WHAT IS ASKED
Convert every line of the rows below into a JSON array of strings, one string per line, and omit any blank lines.

DATA SUPPLIED
start
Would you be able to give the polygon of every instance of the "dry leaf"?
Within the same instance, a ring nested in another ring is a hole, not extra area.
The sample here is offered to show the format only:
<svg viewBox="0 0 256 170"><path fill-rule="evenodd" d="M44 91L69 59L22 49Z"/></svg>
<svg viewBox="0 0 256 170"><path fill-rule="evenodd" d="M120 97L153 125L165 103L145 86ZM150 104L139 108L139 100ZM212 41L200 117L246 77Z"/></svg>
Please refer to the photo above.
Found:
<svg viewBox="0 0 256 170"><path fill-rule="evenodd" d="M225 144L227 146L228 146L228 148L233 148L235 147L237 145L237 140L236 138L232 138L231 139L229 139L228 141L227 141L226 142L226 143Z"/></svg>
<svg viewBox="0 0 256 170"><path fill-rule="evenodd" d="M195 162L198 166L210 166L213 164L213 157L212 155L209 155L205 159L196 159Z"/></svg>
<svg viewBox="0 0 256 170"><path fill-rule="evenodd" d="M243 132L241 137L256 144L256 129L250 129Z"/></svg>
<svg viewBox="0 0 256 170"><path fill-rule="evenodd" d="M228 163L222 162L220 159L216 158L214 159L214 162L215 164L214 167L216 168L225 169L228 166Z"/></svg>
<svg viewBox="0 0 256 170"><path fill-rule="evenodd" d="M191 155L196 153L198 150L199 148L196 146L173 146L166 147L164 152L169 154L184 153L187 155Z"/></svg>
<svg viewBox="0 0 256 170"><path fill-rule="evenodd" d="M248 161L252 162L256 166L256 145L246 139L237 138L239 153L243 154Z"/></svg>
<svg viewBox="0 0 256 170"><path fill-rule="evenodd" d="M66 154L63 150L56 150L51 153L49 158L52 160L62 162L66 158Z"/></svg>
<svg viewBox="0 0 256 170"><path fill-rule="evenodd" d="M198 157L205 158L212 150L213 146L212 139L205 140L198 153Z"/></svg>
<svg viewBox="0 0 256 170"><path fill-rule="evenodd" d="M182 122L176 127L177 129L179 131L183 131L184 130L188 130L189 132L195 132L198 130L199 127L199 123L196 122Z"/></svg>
end
TASK RESULT
[
  "Would you be able to give the polygon of every instance of the \"dry leaf\"?",
  "Within the same instance, a ring nested in another ring is a hole, not extra area.",
  "The sample here is offered to show the format only:",
  "<svg viewBox=\"0 0 256 170\"><path fill-rule=\"evenodd\" d=\"M44 91L69 59L22 49Z\"/></svg>",
  "<svg viewBox=\"0 0 256 170\"><path fill-rule=\"evenodd\" d=\"M120 97L153 125L165 103L145 86ZM150 104L139 108L139 100ZM212 41L200 117L246 77Z\"/></svg>",
  "Please refer to the photo above.",
  "Found:",
  "<svg viewBox=\"0 0 256 170\"><path fill-rule=\"evenodd\" d=\"M225 144L227 146L228 146L228 148L233 148L235 147L237 145L237 140L236 138L232 138L231 139L229 139L228 141L227 141L226 142L226 143Z\"/></svg>",
  "<svg viewBox=\"0 0 256 170\"><path fill-rule=\"evenodd\" d=\"M195 162L198 166L210 166L213 164L213 157L212 155L209 155L205 159L196 159Z\"/></svg>",
  "<svg viewBox=\"0 0 256 170\"><path fill-rule=\"evenodd\" d=\"M243 132L241 137L256 144L256 129L250 129Z\"/></svg>",
  "<svg viewBox=\"0 0 256 170\"><path fill-rule=\"evenodd\" d=\"M228 163L222 162L220 159L216 158L214 159L214 162L215 164L214 167L216 168L225 169L228 166Z\"/></svg>",
  "<svg viewBox=\"0 0 256 170\"><path fill-rule=\"evenodd\" d=\"M191 155L196 153L198 150L199 148L196 146L173 146L166 147L164 152L169 154L184 153L187 155Z\"/></svg>",
  "<svg viewBox=\"0 0 256 170\"><path fill-rule=\"evenodd\" d=\"M248 161L252 162L256 166L256 145L246 139L237 138L239 153L243 154Z\"/></svg>",
  "<svg viewBox=\"0 0 256 170\"><path fill-rule=\"evenodd\" d=\"M66 154L63 150L56 150L51 153L49 158L52 160L62 162L66 158Z\"/></svg>",
  "<svg viewBox=\"0 0 256 170\"><path fill-rule=\"evenodd\" d=\"M198 157L205 158L212 150L213 146L212 139L205 140L198 153Z\"/></svg>",
  "<svg viewBox=\"0 0 256 170\"><path fill-rule=\"evenodd\" d=\"M182 122L176 127L177 129L179 131L183 131L184 130L188 130L189 132L195 132L198 130L199 127L199 123L196 122Z\"/></svg>"
]